Although most people just call it AIG (NYSE:AIG), the company's full name is American International Group. This reasonably well-known insurance company actually does a significant percentage of its business outside U.S. borders. When you also consider that it's a well-diversified and well-run company, AIG begins to look like an interesting investment idea.

The company once again delivered solid quarterly performance. Overall operating earnings rose about 27% from last year, though some of that was helped by an accounting change and favorable reserve development.

In the general insurance business, premiums rose 9% overall, with growth in foreign premiums in excess of 12%. AIG also posted a better combined ratio and loss ratio, and saw overall segment earnings climb about 44%. In the life business, the themes were similar, though more pronounced. Overall performance wasn't as strong (earnings up about 10%), but here again, foreign results were better than domestic.

*SHORT EXERCISE 1*. Extract, word for word, the entries from their first line through the line that contains "M589 440L589 367L478", with both ends included.

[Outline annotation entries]
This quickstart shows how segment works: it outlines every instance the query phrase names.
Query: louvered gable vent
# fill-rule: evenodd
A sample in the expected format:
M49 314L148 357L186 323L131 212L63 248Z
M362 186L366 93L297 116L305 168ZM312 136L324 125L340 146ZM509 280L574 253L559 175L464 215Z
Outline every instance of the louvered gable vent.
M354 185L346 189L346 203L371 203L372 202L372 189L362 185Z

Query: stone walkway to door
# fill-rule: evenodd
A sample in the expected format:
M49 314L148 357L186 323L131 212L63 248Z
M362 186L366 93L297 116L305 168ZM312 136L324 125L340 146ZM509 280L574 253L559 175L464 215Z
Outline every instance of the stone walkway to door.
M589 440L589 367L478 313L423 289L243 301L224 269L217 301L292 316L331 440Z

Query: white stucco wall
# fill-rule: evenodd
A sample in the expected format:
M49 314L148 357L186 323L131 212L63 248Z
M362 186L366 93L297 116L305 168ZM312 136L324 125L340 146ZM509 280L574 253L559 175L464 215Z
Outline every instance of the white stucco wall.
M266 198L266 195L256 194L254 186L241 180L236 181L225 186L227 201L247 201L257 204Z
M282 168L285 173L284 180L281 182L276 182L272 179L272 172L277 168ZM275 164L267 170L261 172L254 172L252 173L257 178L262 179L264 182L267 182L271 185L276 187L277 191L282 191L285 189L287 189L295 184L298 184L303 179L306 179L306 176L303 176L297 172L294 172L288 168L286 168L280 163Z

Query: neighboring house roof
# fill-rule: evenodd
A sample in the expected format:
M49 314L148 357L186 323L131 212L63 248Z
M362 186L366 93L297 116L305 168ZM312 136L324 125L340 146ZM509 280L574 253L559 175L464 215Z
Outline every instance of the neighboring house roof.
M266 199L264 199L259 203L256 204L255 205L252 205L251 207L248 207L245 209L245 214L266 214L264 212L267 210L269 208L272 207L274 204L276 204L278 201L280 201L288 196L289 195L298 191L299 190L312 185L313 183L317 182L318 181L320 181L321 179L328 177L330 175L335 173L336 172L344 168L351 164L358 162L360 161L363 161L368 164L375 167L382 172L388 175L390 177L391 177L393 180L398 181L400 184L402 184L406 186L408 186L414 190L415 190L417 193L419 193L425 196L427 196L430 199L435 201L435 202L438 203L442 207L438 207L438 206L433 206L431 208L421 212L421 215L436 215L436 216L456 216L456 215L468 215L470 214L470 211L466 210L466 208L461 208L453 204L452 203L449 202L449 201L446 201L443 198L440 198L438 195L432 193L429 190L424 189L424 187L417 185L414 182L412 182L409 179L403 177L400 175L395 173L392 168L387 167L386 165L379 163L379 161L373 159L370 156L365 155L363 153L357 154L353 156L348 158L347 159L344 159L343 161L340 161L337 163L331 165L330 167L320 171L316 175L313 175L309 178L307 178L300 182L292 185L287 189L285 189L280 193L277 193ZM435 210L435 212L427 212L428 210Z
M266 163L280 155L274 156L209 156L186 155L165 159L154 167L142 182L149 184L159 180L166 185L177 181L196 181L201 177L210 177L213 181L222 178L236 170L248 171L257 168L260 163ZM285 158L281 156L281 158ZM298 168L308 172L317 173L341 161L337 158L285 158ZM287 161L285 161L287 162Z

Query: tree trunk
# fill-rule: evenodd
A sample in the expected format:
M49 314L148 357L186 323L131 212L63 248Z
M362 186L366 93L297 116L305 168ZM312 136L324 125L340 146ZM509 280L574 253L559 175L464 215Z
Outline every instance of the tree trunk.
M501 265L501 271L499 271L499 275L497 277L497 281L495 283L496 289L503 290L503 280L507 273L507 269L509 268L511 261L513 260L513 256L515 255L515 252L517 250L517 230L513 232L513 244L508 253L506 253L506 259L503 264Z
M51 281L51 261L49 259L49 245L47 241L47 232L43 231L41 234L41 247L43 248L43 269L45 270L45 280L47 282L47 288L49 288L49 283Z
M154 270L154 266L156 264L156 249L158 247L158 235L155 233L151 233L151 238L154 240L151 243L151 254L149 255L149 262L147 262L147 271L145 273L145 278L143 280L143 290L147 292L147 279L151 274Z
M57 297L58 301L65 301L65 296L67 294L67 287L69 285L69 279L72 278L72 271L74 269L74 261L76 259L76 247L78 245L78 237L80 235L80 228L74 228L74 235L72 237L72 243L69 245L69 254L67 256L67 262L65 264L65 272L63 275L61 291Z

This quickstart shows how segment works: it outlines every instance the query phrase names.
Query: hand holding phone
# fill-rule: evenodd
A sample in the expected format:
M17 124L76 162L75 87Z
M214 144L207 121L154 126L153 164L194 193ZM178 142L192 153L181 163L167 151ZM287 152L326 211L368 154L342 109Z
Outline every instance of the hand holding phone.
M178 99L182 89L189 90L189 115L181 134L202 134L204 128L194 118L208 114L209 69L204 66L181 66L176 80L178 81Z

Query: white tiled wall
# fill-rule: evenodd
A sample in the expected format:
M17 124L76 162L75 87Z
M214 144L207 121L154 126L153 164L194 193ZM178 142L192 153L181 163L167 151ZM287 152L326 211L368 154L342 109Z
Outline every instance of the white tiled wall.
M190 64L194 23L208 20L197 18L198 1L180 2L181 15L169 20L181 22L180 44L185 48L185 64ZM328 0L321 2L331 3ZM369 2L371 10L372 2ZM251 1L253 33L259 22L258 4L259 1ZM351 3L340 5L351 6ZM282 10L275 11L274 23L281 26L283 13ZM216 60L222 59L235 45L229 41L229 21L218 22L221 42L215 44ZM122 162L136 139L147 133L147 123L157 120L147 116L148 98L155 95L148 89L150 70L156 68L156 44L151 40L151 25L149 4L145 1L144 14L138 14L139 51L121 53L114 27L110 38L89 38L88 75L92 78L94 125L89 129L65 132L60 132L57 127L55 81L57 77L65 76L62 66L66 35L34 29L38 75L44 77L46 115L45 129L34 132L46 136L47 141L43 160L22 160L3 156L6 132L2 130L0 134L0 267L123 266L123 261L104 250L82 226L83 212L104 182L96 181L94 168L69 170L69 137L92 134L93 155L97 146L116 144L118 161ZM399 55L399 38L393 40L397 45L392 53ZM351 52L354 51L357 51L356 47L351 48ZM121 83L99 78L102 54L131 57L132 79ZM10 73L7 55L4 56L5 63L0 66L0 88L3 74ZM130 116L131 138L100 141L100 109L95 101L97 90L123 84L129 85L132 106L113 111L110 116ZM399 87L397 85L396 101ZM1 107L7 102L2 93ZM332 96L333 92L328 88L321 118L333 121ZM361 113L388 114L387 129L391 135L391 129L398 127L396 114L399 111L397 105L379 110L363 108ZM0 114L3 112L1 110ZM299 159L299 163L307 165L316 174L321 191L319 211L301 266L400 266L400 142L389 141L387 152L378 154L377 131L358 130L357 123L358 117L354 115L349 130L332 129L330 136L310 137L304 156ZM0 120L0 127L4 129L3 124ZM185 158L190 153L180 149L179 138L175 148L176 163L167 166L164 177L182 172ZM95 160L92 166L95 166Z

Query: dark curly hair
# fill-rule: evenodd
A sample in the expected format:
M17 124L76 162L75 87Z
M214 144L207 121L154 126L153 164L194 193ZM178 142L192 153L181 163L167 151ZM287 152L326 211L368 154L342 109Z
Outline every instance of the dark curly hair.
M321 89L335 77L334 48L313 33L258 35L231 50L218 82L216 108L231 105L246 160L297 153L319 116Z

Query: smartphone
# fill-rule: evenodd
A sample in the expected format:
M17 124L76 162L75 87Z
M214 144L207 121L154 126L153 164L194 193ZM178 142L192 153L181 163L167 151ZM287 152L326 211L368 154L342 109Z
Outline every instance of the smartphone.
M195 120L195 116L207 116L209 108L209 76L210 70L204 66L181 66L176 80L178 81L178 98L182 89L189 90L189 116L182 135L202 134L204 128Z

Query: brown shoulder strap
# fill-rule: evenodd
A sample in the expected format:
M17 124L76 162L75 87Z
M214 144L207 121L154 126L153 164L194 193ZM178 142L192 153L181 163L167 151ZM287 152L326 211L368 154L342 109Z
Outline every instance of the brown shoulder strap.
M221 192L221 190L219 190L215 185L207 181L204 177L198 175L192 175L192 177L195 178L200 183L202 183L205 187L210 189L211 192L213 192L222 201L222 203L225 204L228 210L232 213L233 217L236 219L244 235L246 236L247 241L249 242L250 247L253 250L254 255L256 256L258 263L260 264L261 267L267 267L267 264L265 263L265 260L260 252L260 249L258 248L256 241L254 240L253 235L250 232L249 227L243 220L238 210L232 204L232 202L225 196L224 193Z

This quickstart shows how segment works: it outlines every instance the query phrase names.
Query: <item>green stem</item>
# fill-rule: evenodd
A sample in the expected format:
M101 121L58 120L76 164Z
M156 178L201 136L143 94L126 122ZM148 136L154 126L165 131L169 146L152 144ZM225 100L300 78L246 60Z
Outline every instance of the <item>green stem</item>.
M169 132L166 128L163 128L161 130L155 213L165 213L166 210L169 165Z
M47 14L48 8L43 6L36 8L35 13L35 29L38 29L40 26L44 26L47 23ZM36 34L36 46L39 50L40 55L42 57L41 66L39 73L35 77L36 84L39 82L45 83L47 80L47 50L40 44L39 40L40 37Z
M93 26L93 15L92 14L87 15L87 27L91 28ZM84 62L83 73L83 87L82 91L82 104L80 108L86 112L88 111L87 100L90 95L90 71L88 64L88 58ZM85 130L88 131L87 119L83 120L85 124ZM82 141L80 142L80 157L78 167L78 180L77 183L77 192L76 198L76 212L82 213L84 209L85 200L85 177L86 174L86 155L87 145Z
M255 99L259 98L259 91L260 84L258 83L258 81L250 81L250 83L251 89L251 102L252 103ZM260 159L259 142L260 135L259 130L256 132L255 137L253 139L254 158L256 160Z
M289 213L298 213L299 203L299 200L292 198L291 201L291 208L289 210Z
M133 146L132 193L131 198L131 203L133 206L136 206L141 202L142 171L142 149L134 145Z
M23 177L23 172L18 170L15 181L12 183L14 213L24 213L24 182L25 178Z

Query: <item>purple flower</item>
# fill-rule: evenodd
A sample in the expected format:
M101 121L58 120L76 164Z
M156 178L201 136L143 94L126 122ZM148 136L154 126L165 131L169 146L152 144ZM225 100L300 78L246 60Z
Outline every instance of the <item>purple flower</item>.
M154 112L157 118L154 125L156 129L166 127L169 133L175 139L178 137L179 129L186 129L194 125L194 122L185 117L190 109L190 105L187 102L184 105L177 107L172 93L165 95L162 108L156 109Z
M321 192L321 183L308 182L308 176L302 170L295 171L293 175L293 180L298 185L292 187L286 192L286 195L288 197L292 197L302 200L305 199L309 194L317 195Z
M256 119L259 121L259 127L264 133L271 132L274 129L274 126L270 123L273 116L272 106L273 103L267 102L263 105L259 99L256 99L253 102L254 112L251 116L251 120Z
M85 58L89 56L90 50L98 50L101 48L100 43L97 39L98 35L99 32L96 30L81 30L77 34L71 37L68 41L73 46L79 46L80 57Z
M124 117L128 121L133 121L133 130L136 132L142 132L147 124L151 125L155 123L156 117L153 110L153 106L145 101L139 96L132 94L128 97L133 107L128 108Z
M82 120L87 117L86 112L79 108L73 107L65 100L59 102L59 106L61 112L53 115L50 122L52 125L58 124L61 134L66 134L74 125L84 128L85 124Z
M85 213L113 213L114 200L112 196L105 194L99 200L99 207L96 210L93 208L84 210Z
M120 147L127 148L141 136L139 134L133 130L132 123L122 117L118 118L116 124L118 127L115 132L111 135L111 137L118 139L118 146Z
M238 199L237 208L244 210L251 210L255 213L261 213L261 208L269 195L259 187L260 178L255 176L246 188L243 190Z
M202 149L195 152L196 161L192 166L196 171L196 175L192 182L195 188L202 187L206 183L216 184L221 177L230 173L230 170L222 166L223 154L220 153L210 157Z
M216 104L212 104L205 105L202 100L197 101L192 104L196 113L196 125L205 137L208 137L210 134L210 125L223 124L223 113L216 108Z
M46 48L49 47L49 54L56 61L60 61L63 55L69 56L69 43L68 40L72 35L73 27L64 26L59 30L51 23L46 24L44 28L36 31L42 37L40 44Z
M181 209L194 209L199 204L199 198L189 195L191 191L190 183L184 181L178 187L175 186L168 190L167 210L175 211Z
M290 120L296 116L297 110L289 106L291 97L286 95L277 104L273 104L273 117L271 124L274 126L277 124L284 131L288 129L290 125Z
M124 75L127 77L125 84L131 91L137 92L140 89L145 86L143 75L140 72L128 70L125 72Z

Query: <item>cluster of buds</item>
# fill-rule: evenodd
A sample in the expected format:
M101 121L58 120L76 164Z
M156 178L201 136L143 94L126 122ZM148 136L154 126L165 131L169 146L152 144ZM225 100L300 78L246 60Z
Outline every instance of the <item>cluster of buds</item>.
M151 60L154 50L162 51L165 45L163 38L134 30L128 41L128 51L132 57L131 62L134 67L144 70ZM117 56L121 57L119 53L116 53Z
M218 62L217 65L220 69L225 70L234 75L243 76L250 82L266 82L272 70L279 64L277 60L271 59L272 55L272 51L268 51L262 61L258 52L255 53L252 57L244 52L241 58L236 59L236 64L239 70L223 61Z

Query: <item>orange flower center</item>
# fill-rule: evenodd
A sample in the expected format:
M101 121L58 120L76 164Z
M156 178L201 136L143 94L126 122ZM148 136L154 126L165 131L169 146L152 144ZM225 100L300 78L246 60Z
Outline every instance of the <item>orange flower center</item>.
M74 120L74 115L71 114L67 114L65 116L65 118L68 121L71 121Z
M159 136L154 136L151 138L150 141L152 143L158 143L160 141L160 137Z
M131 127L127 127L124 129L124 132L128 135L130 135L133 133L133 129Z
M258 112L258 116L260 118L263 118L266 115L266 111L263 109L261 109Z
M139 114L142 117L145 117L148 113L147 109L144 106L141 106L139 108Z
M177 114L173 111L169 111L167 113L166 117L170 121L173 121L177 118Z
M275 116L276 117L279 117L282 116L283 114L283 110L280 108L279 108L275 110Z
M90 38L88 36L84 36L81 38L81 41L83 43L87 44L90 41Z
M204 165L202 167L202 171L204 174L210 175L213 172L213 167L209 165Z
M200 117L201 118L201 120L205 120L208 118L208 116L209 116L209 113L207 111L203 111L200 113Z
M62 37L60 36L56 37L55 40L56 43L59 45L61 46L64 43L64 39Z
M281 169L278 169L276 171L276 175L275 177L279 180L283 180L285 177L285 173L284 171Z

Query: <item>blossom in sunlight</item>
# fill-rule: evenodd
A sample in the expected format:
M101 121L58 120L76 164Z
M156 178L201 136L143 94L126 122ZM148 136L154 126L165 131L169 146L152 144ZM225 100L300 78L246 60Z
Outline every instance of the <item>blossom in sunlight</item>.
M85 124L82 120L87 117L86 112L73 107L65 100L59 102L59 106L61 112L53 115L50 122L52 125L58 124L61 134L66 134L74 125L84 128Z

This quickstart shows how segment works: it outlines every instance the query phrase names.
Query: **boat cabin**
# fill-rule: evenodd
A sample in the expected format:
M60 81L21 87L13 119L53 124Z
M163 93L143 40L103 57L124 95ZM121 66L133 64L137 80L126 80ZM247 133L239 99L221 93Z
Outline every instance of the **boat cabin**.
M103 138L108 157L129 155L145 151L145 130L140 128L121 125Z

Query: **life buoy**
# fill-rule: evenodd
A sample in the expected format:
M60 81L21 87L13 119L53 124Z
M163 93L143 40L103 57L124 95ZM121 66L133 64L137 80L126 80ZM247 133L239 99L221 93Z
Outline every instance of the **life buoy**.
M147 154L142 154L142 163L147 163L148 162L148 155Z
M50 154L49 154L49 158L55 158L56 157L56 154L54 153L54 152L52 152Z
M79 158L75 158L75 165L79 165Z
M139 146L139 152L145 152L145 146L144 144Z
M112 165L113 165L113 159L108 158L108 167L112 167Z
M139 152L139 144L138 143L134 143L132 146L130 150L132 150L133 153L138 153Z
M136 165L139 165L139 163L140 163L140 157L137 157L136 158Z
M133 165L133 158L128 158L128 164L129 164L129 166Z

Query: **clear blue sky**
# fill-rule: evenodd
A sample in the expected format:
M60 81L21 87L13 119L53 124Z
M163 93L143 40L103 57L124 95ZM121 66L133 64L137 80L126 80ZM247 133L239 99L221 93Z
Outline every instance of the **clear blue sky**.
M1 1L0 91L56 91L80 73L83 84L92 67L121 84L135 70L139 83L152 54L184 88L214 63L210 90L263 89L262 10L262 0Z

*SHORT EXERCISE 2*. Translate into Spanish this sentence from the text on AIG: "The company once again delivered solid quarterly performance."

*WORKED SOLUTION 1*.
This quickstart shows how segment works: it outlines every instance the query phrase names.
Query: louvered gable vent
# fill-rule: evenodd
A sample in the expected format:
M49 314L148 357L186 323L131 212L63 248Z
M362 186L366 93L297 116L305 168ZM312 136L324 125L340 146ZM509 280L574 253L559 175L464 215Z
Outline every instance of the louvered gable vent.
M354 185L346 189L346 203L371 203L372 202L372 189L362 185Z

Query: stone walkway to door
# fill-rule: evenodd
A sample in the expected format:
M49 314L148 357L186 323L131 212L63 248Z
M362 186L366 93L297 116L305 168ZM312 136L324 125L340 146ZM509 280L574 253L559 175L464 215Z
Outline every instance of the stone walkway to door.
M589 440L589 367L478 313L423 289L243 301L224 269L217 301L292 316L331 440Z

*WORKED SOLUTION 2*. La empresa volvió a registrar un sólido desempeño trimestral.